Aufgabe 1:
Prüfe anhand des Auszugs über Verzögerungen bei der Post, ob die Aussagen (a), (b) und (c) zutreffen. Antworte jeweils mit Ja oder Nein und zitiere die entscheidenden Worte wörtlich. (a) Katrin Mittermeier arbeitet von zu Hause aus. (b) Laut dem Pressesprecher sollten Zustellverzögerungen höchstens eine Woche dauern. (c) In der Sollner Arztpraxis hat sich die Lage inzwischen gebessert.
Aufgabe 2:
Übersetze aus dem Auszug über Postverzögerungen diesen Satz ins Englische: „Briefe an Patienten, die normalerweise innerhalb eines Werktages ankämen, brauchten jetzt drei.“
Aufgabe 3:
An welcher Straße liegt das zuständige Postamt, das im Auszug über Postverzögerungen genannt wird?

Auszug:

Von Ben Bergleiter, Forstenried

Die Ambivalenz der Post: willkommene Boten, wenn sie lang ersehnte Briefe von Geliebten oder Vermissten bringen, oft genug unerwünschte Überbringer, wenn der Absender die Bank oder das Amt ist. Dabei kennt man die Menschen, die diese mitunter durchaus sensiblen Botschaften überbringen, ja meist gar nicht näher. Dennoch ist das Vertrauen in die Zuverlässigkeit der Unbekannten in Gelb-Schwarz enorm, es bleibt ja auch keine andere Wahl.

Umso problematischer, wenn sie dann für mehrere Tage nicht mehr erscheinen, wenn dringend benötigte Briefe ausbleiben. So erging es in der vergangenen Woche Katrin Mittermeier aus Forstenried. Sie ist Rechtsanwältin und geht ihrer Arbeit in ihrer "Wohnzimmer-Kanzlei" nach, wie sie ihr Homeoffice nennt. Seit Donnerstag, 11. November, habe sie mehrere Tage hintereinander keine Post mehr bekommen, das sei schädlich für ihr Geschäft. "Briefe sind meine Geschäftsgrundlage" erzählt sie. Als sie auf der Straße eine Postbotin sieht, spricht sie sie an, warum sie denn keine Post mehr bekomme. Die habe laut der Anwältin berichtet, dass bei der Post gerade viele Krankheitsfälle aufgetreten seien und es deswegen zu Verzug komme. Beim zuständigen Postamt an der Herterichstraße wird ihr diese Schilderung bestätigt.

Auch eine Sollner Arztpraxis ist schon seit circa einem Monat von Verzögerungen betroffen

Auch eine Nachfrage bei der Deutschen Post München bestätigt diesen Eindruck. Es komme vereinzelt zu Zustellverzögerungen, "diese sollten nicht länger als einen Tag betragen" erläutert Pressesprecher Dieter Nawrath. Doch Katrin Mittermeier wartet eine ganze Woche lang auf ihre Post, dann erst erhält sie endlich wieder Briefe und kann ihrer Arbeit im gewohnten Umfang nachgehen. Doch nicht überall löst sich der Verzug: Die Arztpraxis von Annette Berz in Solln sei schon seit circa einem Monat von Verzögerungen im Briefversand betroffen, sagt sie. Die Situation habe sich seitdem nicht gebessert. Briefe an Patienten, die normalerweise innerhalb eines Werktages ankämen, brauchten jetzt drei. Die Patienten riefen bei der Praxis an und beschwerten sich, doch die Mitarbeiterinnen und Mitarbeiter der Praxis trügen an den Verspätungen keine Schuld.

Quelldaten:
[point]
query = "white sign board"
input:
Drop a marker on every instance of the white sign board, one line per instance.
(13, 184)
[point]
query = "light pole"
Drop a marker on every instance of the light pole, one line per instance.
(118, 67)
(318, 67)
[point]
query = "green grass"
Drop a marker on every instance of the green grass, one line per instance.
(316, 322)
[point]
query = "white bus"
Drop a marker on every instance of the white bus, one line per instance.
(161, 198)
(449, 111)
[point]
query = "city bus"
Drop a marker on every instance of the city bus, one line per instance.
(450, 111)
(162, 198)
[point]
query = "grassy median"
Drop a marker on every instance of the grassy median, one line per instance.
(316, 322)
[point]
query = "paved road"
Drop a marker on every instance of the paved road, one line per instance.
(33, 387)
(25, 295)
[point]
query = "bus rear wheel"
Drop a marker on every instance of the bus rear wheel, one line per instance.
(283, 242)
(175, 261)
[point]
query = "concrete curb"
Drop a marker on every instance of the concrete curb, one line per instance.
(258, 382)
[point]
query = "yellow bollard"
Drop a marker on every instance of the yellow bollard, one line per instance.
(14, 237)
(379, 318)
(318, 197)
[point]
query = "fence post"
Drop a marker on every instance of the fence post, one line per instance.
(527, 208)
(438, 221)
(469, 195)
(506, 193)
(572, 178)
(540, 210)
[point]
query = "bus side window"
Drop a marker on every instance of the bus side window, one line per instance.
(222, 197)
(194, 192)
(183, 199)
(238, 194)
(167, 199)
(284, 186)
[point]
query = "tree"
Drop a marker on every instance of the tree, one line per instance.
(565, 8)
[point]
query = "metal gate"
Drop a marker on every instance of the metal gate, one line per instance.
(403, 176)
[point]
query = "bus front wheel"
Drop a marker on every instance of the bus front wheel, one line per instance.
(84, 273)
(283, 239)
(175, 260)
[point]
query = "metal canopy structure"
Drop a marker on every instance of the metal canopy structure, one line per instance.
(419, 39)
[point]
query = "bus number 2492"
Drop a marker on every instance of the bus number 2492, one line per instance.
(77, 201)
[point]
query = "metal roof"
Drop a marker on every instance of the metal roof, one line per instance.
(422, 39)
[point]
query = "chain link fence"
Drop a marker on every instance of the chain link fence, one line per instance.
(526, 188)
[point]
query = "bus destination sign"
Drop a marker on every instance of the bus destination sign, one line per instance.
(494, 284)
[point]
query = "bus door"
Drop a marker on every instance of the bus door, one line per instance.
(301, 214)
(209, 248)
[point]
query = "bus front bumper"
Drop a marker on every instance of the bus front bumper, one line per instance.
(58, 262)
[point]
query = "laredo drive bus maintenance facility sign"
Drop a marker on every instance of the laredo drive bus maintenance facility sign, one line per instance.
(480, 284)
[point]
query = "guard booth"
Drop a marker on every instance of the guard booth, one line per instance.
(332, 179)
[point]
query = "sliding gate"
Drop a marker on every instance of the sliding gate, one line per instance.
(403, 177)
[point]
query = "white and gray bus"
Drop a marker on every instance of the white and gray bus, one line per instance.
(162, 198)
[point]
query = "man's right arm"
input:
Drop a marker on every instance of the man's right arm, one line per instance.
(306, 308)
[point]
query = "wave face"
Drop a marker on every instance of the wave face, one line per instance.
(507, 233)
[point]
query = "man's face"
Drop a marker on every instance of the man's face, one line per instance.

Erwartete Antwort 1:
(a) Ja: „geht ihrer Arbeit in ihrer "Wohnzimmer-Kanzlei" nach, wie sie ihr Homeoffice nennt“
(b) Nein: „diese sollten nicht länger als einen Tag betragen“
(c) Nein: „Die Situation habe sich seitdem nicht gebessert.“

Erwartete Antwort 2:
Letters to patients, which would normally arrive within one working day, now took three.

Erwartete Antwort 3:
An der Herterichstraße.